__Data records__:
((

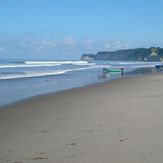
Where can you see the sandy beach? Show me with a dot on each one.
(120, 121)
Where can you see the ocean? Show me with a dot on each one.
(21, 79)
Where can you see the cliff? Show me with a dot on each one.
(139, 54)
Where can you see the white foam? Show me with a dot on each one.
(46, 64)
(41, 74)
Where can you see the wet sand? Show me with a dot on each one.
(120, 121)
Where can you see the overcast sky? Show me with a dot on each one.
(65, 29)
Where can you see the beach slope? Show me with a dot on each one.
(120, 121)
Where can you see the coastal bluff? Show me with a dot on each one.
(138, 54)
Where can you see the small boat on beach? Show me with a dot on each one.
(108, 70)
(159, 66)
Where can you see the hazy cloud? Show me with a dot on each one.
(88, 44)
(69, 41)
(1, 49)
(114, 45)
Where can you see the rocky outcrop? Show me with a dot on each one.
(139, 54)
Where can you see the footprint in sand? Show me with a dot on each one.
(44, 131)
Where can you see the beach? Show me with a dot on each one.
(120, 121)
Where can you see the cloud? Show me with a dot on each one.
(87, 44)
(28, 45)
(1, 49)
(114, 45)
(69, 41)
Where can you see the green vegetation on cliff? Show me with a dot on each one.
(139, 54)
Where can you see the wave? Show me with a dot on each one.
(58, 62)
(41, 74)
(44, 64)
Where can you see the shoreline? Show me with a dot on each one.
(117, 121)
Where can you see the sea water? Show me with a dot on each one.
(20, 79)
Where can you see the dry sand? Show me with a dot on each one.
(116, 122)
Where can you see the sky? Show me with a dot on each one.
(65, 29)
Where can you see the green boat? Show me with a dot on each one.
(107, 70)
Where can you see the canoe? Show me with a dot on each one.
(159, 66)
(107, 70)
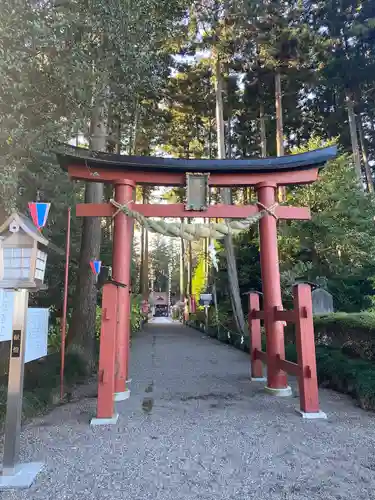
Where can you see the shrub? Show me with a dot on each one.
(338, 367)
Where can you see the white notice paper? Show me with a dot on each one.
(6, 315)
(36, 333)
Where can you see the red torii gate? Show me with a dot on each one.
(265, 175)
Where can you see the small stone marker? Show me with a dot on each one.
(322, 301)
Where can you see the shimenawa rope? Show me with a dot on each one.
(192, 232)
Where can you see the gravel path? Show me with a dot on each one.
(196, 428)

))
((

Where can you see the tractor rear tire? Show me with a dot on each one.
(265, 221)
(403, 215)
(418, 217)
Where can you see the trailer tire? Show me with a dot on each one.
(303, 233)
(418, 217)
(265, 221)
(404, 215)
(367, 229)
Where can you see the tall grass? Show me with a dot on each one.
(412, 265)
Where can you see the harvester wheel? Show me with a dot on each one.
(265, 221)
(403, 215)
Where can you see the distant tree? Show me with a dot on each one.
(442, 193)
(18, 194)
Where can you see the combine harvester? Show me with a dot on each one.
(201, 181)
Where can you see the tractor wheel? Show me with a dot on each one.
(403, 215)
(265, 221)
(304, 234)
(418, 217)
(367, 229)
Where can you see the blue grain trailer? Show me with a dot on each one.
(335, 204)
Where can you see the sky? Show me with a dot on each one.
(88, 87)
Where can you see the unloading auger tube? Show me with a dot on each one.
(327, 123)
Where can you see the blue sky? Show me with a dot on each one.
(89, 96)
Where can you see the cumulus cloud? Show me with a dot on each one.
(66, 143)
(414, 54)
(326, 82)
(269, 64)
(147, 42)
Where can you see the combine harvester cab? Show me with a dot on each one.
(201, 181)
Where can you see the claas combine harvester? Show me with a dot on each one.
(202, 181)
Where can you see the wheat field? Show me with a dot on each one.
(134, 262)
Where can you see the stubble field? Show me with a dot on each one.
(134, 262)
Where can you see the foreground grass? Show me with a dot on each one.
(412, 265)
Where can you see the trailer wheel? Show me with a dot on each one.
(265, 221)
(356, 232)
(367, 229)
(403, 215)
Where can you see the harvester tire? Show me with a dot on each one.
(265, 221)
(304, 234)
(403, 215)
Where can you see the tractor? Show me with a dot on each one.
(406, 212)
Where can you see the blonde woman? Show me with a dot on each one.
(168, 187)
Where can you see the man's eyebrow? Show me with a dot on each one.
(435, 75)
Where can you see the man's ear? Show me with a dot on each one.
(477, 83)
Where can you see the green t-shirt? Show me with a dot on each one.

))

Repeat word for word the lines above that run from the line containing "Where can you see the blonde" through the line containing "Where can you see the green t-shirt?", both ends included, and nothing else.

__Task solution__:
Where can you see the blonde woman? Show me with a dot on each one.
(168, 187)
Where can you see the man's eyebrow? Show me with a dot on each one.
(435, 75)
Where can you see the man's ear? Show me with a dot on each one.
(477, 83)
Where can you see the green t-shirt? Show me with a dot on each one.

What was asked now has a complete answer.